## [EXERCISE DIRECTIONS]
The expected output is exactly the lines below, starting at the line with "positive clicks: (280, 237)" and ending at the line with "12H11V234L97 197L140 219L134", both included; no other line belongs in it.
════
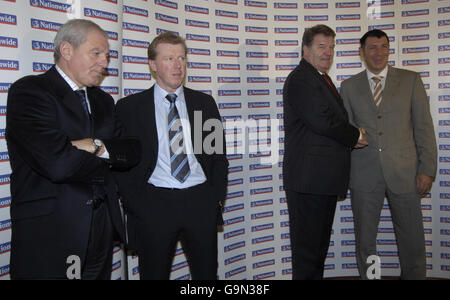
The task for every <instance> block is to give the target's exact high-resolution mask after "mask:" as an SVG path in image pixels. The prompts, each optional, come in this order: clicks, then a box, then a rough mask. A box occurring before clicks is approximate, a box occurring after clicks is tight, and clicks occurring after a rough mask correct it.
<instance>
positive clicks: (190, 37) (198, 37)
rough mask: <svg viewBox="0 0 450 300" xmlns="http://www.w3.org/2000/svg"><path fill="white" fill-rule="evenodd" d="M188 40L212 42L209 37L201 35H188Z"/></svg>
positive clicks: (187, 34)
mask: <svg viewBox="0 0 450 300" xmlns="http://www.w3.org/2000/svg"><path fill="white" fill-rule="evenodd" d="M186 40H189V41H198V42H210V37H209V35H200V34H191V33H188V34H186Z"/></svg>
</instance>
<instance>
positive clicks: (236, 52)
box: [216, 50, 240, 57]
mask: <svg viewBox="0 0 450 300" xmlns="http://www.w3.org/2000/svg"><path fill="white" fill-rule="evenodd" d="M216 55H217V56H223V57H240V54H239V51H228V50H217V51H216Z"/></svg>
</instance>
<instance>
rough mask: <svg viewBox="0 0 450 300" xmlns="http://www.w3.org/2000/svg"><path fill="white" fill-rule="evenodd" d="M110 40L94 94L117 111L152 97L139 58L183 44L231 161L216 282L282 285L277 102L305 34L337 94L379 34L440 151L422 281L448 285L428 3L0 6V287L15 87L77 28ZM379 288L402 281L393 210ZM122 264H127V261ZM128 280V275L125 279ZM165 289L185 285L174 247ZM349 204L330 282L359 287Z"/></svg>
mask: <svg viewBox="0 0 450 300" xmlns="http://www.w3.org/2000/svg"><path fill="white" fill-rule="evenodd" d="M79 17H81V18H86V19H90V20H92V21H94V22H96V23H98V24H99V25H100V26H101V27H102V28H104V29H105V30H106V31H107V32H108V35H109V42H110V47H111V53H110V55H111V63H110V65H109V67H108V70H107V73H106V74H105V75H106V76H105V80H104V81H103V83H102V88H103V89H104V90H105V91H106V92H108V93H110V94H111V95H112V96H113V97H114V99H116V100H118V99H120V98H121V97H125V96H128V95H131V94H133V93H136V92H139V91H142V90H144V89H147V88H149V87H150V86H151V85H152V84H153V83H154V79H153V77H152V74H151V73H150V70H149V68H148V65H147V62H148V60H147V47H148V45H149V43H150V42H151V40H152V39H153V38H154V37H155V36H156V35H158V34H160V33H161V32H164V31H167V30H169V31H173V32H176V33H177V34H179V35H180V36H182V37H184V38H186V40H187V44H188V47H189V51H188V53H189V54H188V60H189V63H188V77H187V78H186V85H187V86H189V87H191V88H194V89H197V90H200V91H203V92H205V93H208V94H211V95H212V96H213V97H214V98H215V99H216V101H217V104H218V107H219V111H220V113H221V116H222V120H223V122H224V127H225V131H226V143H227V154H228V159H229V161H230V169H229V171H230V175H229V187H228V194H227V202H226V205H225V212H224V220H225V225H224V227H223V231H222V232H219V234H218V239H219V262H218V265H219V271H218V278H219V279H290V278H291V273H292V270H291V252H290V240H289V218H288V213H287V206H286V198H285V193H284V188H283V180H282V179H283V174H282V158H283V153H284V150H283V149H284V127H283V102H282V88H283V84H284V81H285V78H286V77H287V75H288V74H289V72H290V71H291V70H292V69H294V68H295V67H296V65H297V64H298V62H299V61H300V59H301V37H302V34H303V31H304V30H305V28H306V27H311V26H313V25H316V24H318V23H324V24H327V25H329V26H330V27H332V28H333V29H335V31H336V33H337V35H336V49H335V50H336V54H335V60H334V64H333V68H332V70H331V71H330V76H331V78H332V79H333V81H334V82H335V84H336V85H337V86H339V85H340V83H341V82H342V81H343V80H345V79H346V78H348V77H350V76H352V75H354V74H356V73H358V72H360V71H361V70H363V68H364V65H363V63H362V62H361V60H360V58H359V52H358V48H359V38H360V37H361V36H362V35H363V34H364V33H365V32H366V31H367V30H369V29H373V28H379V29H382V30H384V31H385V32H386V33H387V34H388V36H389V38H390V44H391V56H390V61H389V63H390V64H391V65H393V66H396V67H399V68H406V69H410V70H414V71H417V72H420V74H421V76H422V79H423V81H424V84H425V87H426V91H427V93H428V96H429V100H430V105H431V112H432V116H433V120H434V124H435V130H436V135H437V141H438V147H439V153H438V155H439V170H438V174H437V177H436V181H435V183H434V185H433V189H432V191H431V193H430V194H429V195H427V197H426V198H424V199H423V202H422V210H423V216H424V218H423V221H424V225H425V240H426V250H427V270H428V274H427V275H428V276H429V277H439V278H450V167H448V166H447V165H448V163H449V162H450V139H449V138H450V130H449V129H448V128H450V127H449V126H450V118H449V113H450V102H449V101H450V2H449V1H431V0H420V1H417V0H370V1H369V0H367V1H329V0H313V1H292V0H279V1H277V0H274V1H269V0H258V1H249V0H209V1H198V0H179V1H176V0H90V1H87V0H53V1H50V0H17V1H16V0H1V1H0V32H1V33H0V49H1V52H2V57H1V58H0V158H1V159H0V278H5V279H8V278H9V255H10V235H11V222H10V216H9V205H10V201H11V199H10V192H9V177H10V173H11V169H10V166H9V156H8V153H7V149H6V143H5V140H4V128H5V115H6V98H7V91H8V88H9V86H10V85H11V83H12V82H14V81H15V80H17V79H19V78H20V77H22V76H25V75H29V74H39V73H40V72H45V71H46V70H47V69H48V68H50V67H51V66H52V65H53V55H52V51H53V38H54V36H55V33H56V31H57V30H58V28H59V27H60V26H61V24H63V23H65V22H66V21H67V20H68V19H71V18H79ZM377 244H378V251H379V252H378V255H379V256H380V257H381V267H382V275H385V276H397V275H399V274H400V266H399V260H398V250H397V247H396V241H395V234H394V230H393V226H392V220H391V217H390V213H389V207H388V205H387V203H386V204H385V206H384V209H383V211H382V215H381V221H380V226H379V234H378V238H377ZM125 259H127V260H128V261H125ZM137 265H138V257H131V256H130V257H127V258H125V256H124V253H123V251H122V250H121V249H120V248H116V249H115V255H114V261H113V269H114V271H113V279H121V278H124V277H125V275H126V273H128V276H129V278H131V279H138V278H139V270H138V267H137ZM125 266H128V270H125ZM172 270H173V272H172V275H171V278H173V279H189V278H190V273H189V268H188V264H187V262H186V258H185V256H184V254H183V250H182V247H181V245H178V249H177V252H176V256H175V259H174V263H173V267H172ZM357 275H358V271H357V268H356V259H355V238H354V231H353V216H352V212H351V204H350V200H349V199H347V200H345V201H343V202H339V203H338V207H337V212H336V217H335V222H334V228H333V235H332V240H331V244H330V250H329V254H328V259H327V261H326V272H325V276H326V277H341V276H357Z"/></svg>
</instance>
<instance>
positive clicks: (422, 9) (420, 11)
mask: <svg viewBox="0 0 450 300" xmlns="http://www.w3.org/2000/svg"><path fill="white" fill-rule="evenodd" d="M429 14H430V10H429V9H419V10H404V11H402V17H416V16H428V15H429Z"/></svg>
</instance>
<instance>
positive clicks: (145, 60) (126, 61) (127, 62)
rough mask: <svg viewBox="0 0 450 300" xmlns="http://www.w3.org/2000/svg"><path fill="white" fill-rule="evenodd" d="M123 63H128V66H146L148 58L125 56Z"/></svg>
mask: <svg viewBox="0 0 450 300" xmlns="http://www.w3.org/2000/svg"><path fill="white" fill-rule="evenodd" d="M122 62H123V63H126V64H142V65H146V64H148V58H147V57H139V56H128V55H124V56H122Z"/></svg>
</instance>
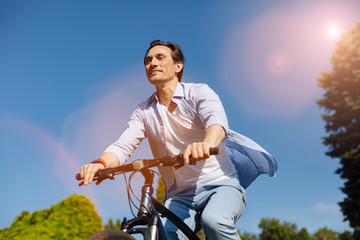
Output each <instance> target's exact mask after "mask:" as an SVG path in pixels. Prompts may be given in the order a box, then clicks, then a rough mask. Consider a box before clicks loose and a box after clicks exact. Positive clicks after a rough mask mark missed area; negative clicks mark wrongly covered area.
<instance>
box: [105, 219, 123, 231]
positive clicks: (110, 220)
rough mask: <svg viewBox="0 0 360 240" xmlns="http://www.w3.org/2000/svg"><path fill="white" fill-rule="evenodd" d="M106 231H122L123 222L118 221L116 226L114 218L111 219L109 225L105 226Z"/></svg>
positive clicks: (108, 224)
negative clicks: (121, 230) (113, 218)
mask: <svg viewBox="0 0 360 240" xmlns="http://www.w3.org/2000/svg"><path fill="white" fill-rule="evenodd" d="M104 229H105V230H108V229H118V230H121V222H120V219H116V223H115V224H114V221H113V220H112V218H110V219H109V220H108V223H107V224H105V225H104Z"/></svg>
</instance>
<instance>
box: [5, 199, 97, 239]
mask: <svg viewBox="0 0 360 240" xmlns="http://www.w3.org/2000/svg"><path fill="white" fill-rule="evenodd" d="M101 229H102V223H101V218H100V217H99V216H98V214H97V213H96V211H95V207H94V205H93V204H92V202H91V201H90V200H89V199H88V198H86V197H85V196H80V195H72V196H70V197H68V198H66V199H64V200H63V201H61V202H60V203H58V204H56V205H53V206H51V207H49V208H47V209H45V210H37V211H35V212H33V213H32V214H30V213H29V212H28V211H23V212H22V213H21V214H20V215H19V216H18V217H16V218H15V220H14V222H13V223H12V225H11V227H10V228H5V229H2V230H0V239H9V240H12V239H13V240H21V239H75V240H76V239H79V240H80V239H87V238H88V237H90V236H91V235H92V234H94V233H96V232H98V231H101Z"/></svg>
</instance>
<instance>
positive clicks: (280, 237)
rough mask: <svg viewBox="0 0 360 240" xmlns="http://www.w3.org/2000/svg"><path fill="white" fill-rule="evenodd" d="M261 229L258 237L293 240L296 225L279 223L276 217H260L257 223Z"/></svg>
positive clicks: (266, 239)
mask: <svg viewBox="0 0 360 240" xmlns="http://www.w3.org/2000/svg"><path fill="white" fill-rule="evenodd" d="M259 228H260V229H261V230H262V232H261V234H260V239H262V240H293V239H294V238H295V233H296V232H297V226H296V225H295V224H293V223H289V222H284V223H282V224H281V223H280V221H279V220H278V219H274V218H262V219H261V220H260V223H259Z"/></svg>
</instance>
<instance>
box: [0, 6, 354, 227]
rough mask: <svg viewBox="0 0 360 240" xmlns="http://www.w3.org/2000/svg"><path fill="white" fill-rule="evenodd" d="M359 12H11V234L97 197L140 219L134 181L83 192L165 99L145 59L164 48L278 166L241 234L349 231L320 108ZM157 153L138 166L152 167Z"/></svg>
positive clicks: (29, 9)
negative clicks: (322, 88)
mask: <svg viewBox="0 0 360 240" xmlns="http://www.w3.org/2000/svg"><path fill="white" fill-rule="evenodd" d="M358 9H360V2H358V1H355V0H354V1H351V0H345V1H341V2H340V1H331V0H329V1H316V2H315V1H300V0H296V1H285V0H283V1H280V0H279V1H265V0H264V1H260V0H256V1H251V2H250V1H230V0H228V1H196V2H195V1H156V2H149V1H102V2H99V1H92V0H90V1H61V2H60V1H10V0H3V1H1V2H0V81H1V88H0V100H1V101H0V133H1V134H0V147H1V153H2V157H1V169H2V170H3V171H2V174H1V176H0V187H1V189H2V194H0V203H1V204H0V228H4V227H9V226H10V224H11V222H12V221H13V220H14V218H15V217H16V216H17V215H19V214H20V213H21V212H22V211H23V210H28V211H30V212H32V211H35V210H37V209H44V208H47V207H49V206H50V205H52V204H56V203H58V202H59V201H61V199H63V198H66V197H68V196H69V195H71V194H72V193H77V194H85V195H87V196H89V197H90V198H91V199H92V200H93V201H94V203H95V204H96V207H97V209H98V212H99V214H100V215H101V217H102V218H103V219H104V220H106V219H108V218H122V216H127V217H130V212H129V210H128V205H127V199H126V196H125V189H124V183H123V182H122V178H118V181H115V182H106V183H103V184H102V185H100V186H95V185H91V186H88V187H86V188H79V187H78V186H77V182H76V181H75V180H74V175H75V173H76V172H77V171H78V169H79V168H80V166H81V165H83V164H85V163H87V162H90V161H92V160H94V159H96V158H97V157H98V156H99V155H100V154H101V153H102V151H103V150H104V149H105V148H106V147H107V146H108V145H109V144H110V143H112V142H113V141H114V140H115V139H116V138H117V137H118V136H119V135H120V134H121V132H122V130H123V129H124V127H125V123H126V121H127V119H128V118H129V116H130V114H131V112H132V111H133V110H134V108H135V107H136V105H137V104H138V103H139V102H140V101H143V100H144V99H146V98H147V97H148V96H149V95H150V94H152V92H153V91H154V88H153V86H151V85H150V84H149V83H148V82H147V79H146V76H145V72H144V68H143V64H142V60H143V57H144V54H145V51H146V49H147V48H148V45H149V43H150V41H152V40H155V39H162V40H164V41H173V42H176V43H178V44H179V45H180V46H181V47H182V49H183V51H184V54H185V57H186V59H187V62H186V64H185V70H184V77H183V81H184V82H202V83H207V84H208V85H209V86H210V87H212V88H213V89H214V90H215V91H216V92H217V93H218V94H219V95H220V97H221V100H222V101H223V104H224V107H225V110H226V112H227V115H228V119H229V124H230V127H231V128H232V129H233V130H236V131H238V132H240V133H242V134H244V135H246V136H248V137H250V138H252V139H254V140H255V141H256V142H258V143H259V144H260V145H262V146H263V147H264V148H265V149H266V150H267V151H268V152H270V153H272V154H273V155H274V156H275V157H276V158H277V159H278V162H279V171H278V174H277V177H276V178H269V177H268V176H261V177H259V178H258V179H257V180H256V181H255V182H254V183H253V184H252V185H251V186H250V187H249V188H248V190H247V197H248V206H247V208H246V209H245V212H244V214H243V216H242V217H241V218H240V220H239V222H238V223H237V226H238V227H239V229H240V230H241V231H248V232H253V233H258V232H259V228H258V223H259V222H260V219H261V218H262V217H272V218H278V219H280V220H281V221H290V222H293V223H296V224H297V225H298V227H299V228H301V227H305V228H307V229H308V230H309V231H310V232H314V231H316V230H317V229H318V228H320V227H328V228H331V229H333V230H336V231H344V230H345V229H349V225H348V223H347V222H343V221H342V219H343V216H342V214H341V212H340V210H339V207H338V205H337V202H339V201H341V200H342V199H343V198H344V195H343V194H342V193H341V191H340V189H339V188H340V187H341V186H342V185H343V181H342V180H341V179H340V178H339V176H338V175H336V174H335V173H334V172H335V171H336V169H337V168H338V167H339V164H338V162H339V161H338V160H337V159H330V158H329V157H327V156H326V155H325V151H326V147H324V146H323V145H322V141H321V136H324V135H326V133H325V131H324V122H323V120H322V119H321V117H320V114H321V113H322V111H323V110H321V109H319V108H318V106H317V105H316V103H315V99H316V98H319V97H321V95H322V90H321V89H319V87H317V80H316V79H317V78H318V77H319V76H320V74H321V72H324V71H329V70H331V67H332V66H331V61H330V58H331V55H332V53H333V50H334V48H335V46H336V42H337V41H338V40H339V39H340V36H341V34H342V33H344V32H346V31H347V30H348V29H349V28H350V27H351V26H353V25H354V24H355V23H356V22H357V21H359V20H360V13H359V11H358ZM146 144H147V143H146V142H144V143H143V144H142V146H140V148H139V149H138V150H137V151H136V152H135V153H134V155H133V157H132V159H135V158H140V157H142V158H150V157H151V155H150V151H149V148H148V146H147V145H146ZM139 181H140V178H137V179H136V180H135V183H134V188H136V186H138V185H139Z"/></svg>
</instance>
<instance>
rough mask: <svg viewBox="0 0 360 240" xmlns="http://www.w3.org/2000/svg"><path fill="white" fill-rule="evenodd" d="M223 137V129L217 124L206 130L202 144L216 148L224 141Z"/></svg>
mask: <svg viewBox="0 0 360 240" xmlns="http://www.w3.org/2000/svg"><path fill="white" fill-rule="evenodd" d="M225 136H226V133H225V130H224V128H223V127H222V126H220V125H219V124H214V125H211V126H210V127H208V128H207V129H206V133H205V138H204V142H207V143H209V144H210V146H211V147H217V146H218V145H219V144H220V143H221V142H222V141H223V140H224V139H225Z"/></svg>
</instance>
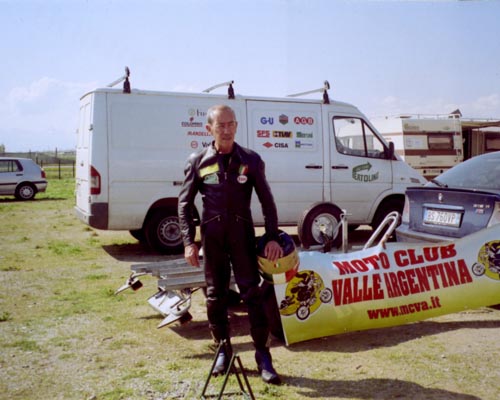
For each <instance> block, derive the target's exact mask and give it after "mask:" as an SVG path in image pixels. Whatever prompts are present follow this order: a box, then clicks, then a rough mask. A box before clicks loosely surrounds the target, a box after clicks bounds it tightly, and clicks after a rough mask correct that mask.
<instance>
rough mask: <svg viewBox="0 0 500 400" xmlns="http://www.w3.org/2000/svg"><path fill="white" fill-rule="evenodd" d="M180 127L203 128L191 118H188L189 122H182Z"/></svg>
mask: <svg viewBox="0 0 500 400" xmlns="http://www.w3.org/2000/svg"><path fill="white" fill-rule="evenodd" d="M181 126H182V127H183V128H201V127H203V123H202V122H196V121H195V120H194V118H193V117H191V118H189V121H182V122H181Z"/></svg>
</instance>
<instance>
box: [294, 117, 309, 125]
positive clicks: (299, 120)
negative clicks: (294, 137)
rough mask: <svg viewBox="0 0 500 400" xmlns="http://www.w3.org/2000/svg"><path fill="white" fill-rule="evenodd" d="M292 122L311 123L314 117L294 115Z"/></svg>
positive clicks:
════
## [REPLY]
positive clicks: (280, 237)
rough mask: <svg viewBox="0 0 360 240" xmlns="http://www.w3.org/2000/svg"><path fill="white" fill-rule="evenodd" d="M261 229L258 237L293 240L296 225L279 223L276 217H260L257 223Z"/></svg>
positive clicks: (266, 239)
mask: <svg viewBox="0 0 360 240" xmlns="http://www.w3.org/2000/svg"><path fill="white" fill-rule="evenodd" d="M259 228H260V229H261V230H262V232H261V234H260V239H262V240H293V239H294V238H295V233H296V232H297V226H296V225H295V224H293V223H289V222H284V223H282V224H281V223H280V221H279V220H278V219H274V218H262V219H261V220H260V223H259Z"/></svg>
</instance>
<instance>
box: [0, 6, 354, 227]
rough mask: <svg viewBox="0 0 360 240" xmlns="http://www.w3.org/2000/svg"><path fill="white" fill-rule="evenodd" d="M359 12H11V234L97 197L140 219L134 181L83 192L165 99L145 59L164 48L278 166L241 234L349 231L320 108ZM157 153L138 166L152 167Z"/></svg>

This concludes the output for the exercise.